# What you need to do
Please reproduce the listing below exactly, leaving out every picture.

# Exercise input
☆ ☆ ☆ ☆ ☆

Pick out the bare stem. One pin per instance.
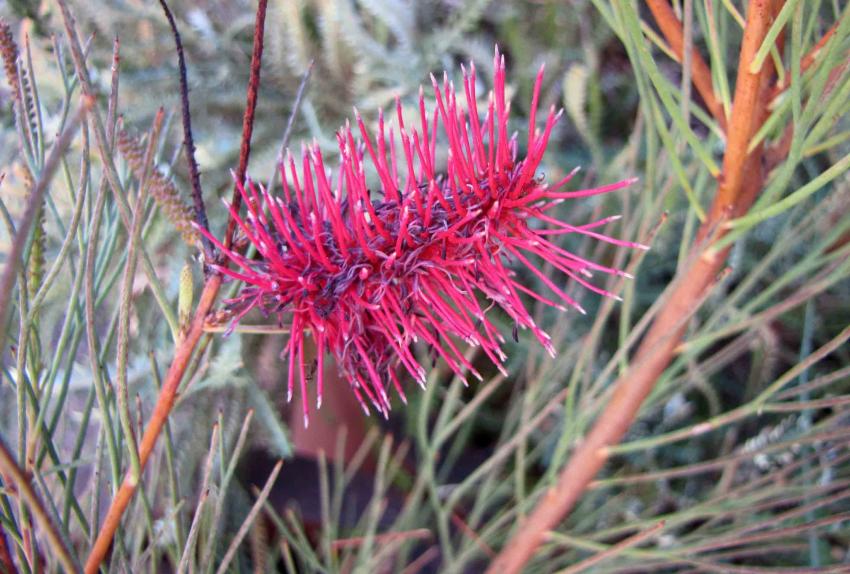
(188, 140)
(186, 346)
(36, 198)
(739, 183)
(248, 118)
(164, 404)
(22, 485)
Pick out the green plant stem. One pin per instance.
(21, 483)
(739, 183)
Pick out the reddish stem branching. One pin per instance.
(186, 347)
(248, 118)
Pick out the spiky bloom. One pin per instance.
(368, 274)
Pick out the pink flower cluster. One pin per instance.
(367, 274)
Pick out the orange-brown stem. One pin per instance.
(738, 186)
(671, 27)
(248, 117)
(164, 404)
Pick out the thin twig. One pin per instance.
(21, 483)
(188, 140)
(36, 198)
(249, 520)
(614, 550)
(806, 62)
(287, 133)
(671, 27)
(164, 404)
(248, 118)
(7, 566)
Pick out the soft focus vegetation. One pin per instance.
(739, 459)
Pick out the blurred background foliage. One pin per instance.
(741, 451)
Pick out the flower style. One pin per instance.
(366, 275)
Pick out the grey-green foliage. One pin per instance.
(741, 449)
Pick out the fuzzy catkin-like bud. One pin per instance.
(9, 52)
(160, 187)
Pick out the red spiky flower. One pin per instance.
(368, 274)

☆ ☆ ☆ ☆ ☆

# Result
Pick out the bare stem. One pin per instance.
(188, 140)
(186, 346)
(36, 198)
(739, 183)
(248, 118)
(164, 404)
(22, 485)
Pick out the green plant stem. One pin per instance.
(21, 483)
(739, 183)
Pick out the reddish stem branching. One pin per instance.
(186, 347)
(248, 118)
Pick out the spiky bloom. One pin per instance.
(368, 274)
Pick out the pink flower cluster. One pin per instance.
(367, 274)
Pick out the orange-brown stem. One pin per instance.
(738, 186)
(671, 27)
(248, 117)
(164, 404)
Pick out the thin twig. One pin per instance.
(21, 483)
(188, 140)
(36, 198)
(249, 520)
(614, 550)
(806, 62)
(287, 133)
(671, 27)
(164, 404)
(248, 118)
(7, 566)
Pick out the soft focus vegetation. One pin per instance.
(739, 459)
Pick out the blurred background foliage. One pin per instance.
(741, 451)
Pick out the flower style. One pin per instance.
(366, 275)
Pick out the grey-green foliage. One pin per instance.
(741, 449)
Pick out the fuzzy catkin-like bud. One pin per instance.
(9, 52)
(160, 187)
Pick out the red spiky flower. One pin per instance.
(368, 274)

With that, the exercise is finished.